REQUIREMENT:
Please reproduce the entries in full. Keep every character the same.

Stored dataset items:
════════════════

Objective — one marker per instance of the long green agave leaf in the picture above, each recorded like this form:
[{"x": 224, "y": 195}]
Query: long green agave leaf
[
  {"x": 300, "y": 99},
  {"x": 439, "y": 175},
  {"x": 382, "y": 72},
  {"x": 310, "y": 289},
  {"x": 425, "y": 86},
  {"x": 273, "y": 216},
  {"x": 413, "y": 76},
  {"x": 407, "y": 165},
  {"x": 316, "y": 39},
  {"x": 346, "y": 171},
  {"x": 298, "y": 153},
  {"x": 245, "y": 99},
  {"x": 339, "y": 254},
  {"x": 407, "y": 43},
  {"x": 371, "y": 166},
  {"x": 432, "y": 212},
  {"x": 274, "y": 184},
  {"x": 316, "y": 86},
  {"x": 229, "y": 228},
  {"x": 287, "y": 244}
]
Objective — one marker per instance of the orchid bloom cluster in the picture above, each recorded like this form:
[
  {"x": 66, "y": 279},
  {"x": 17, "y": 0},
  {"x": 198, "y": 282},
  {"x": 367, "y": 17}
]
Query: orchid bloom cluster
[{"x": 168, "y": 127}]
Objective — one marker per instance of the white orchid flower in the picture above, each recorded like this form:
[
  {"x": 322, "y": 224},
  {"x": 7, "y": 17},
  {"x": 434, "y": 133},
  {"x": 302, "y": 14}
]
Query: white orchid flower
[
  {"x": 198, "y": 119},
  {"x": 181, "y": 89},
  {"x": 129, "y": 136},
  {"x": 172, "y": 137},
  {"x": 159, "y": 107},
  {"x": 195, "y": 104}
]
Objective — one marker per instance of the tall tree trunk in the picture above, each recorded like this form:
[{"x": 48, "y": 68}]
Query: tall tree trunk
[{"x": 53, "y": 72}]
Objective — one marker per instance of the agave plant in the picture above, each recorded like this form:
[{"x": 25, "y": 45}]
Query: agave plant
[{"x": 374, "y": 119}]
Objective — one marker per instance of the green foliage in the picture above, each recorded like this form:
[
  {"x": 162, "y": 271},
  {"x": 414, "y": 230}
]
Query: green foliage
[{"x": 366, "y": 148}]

════════════════

THE ANSWER:
Objective — one marker per instance of the long green agave leaf in the picture above, each recorded like this form:
[{"x": 224, "y": 195}]
Query: long green agave leaf
[
  {"x": 300, "y": 99},
  {"x": 439, "y": 175},
  {"x": 382, "y": 72},
  {"x": 310, "y": 289},
  {"x": 425, "y": 86},
  {"x": 273, "y": 216},
  {"x": 413, "y": 76},
  {"x": 407, "y": 165},
  {"x": 316, "y": 39},
  {"x": 346, "y": 171},
  {"x": 298, "y": 153},
  {"x": 245, "y": 99},
  {"x": 339, "y": 254},
  {"x": 407, "y": 43},
  {"x": 371, "y": 166},
  {"x": 432, "y": 212},
  {"x": 274, "y": 184},
  {"x": 316, "y": 86},
  {"x": 229, "y": 228},
  {"x": 287, "y": 244}
]
Objective — one marker per instance of the orchid bloom cluster in the picture above, each recorded like this form:
[
  {"x": 66, "y": 279},
  {"x": 17, "y": 0},
  {"x": 198, "y": 282},
  {"x": 367, "y": 17}
]
Query: orchid bloom cluster
[{"x": 168, "y": 127}]
Objective — one marker per instance of the white orchid flower in the picture above, each recorded like this form:
[
  {"x": 322, "y": 224},
  {"x": 7, "y": 17},
  {"x": 434, "y": 133},
  {"x": 302, "y": 14}
]
Query: white orchid flower
[
  {"x": 198, "y": 119},
  {"x": 181, "y": 89},
  {"x": 129, "y": 136},
  {"x": 172, "y": 137},
  {"x": 159, "y": 107},
  {"x": 195, "y": 104}
]
Objective — one marker per instance of the tall tree trunk in the picture above, each recorded like this form:
[{"x": 48, "y": 68}]
Query: tall tree trunk
[{"x": 53, "y": 72}]
Objective — one marker per instance of the agave plant in the picture above, each recorded like this form:
[{"x": 25, "y": 45}]
Query: agave plant
[{"x": 374, "y": 119}]
Objective — one marker per instance of the green foliage in the picture above, each recorded like this form:
[
  {"x": 162, "y": 271},
  {"x": 414, "y": 230}
]
Query: green foliage
[{"x": 366, "y": 148}]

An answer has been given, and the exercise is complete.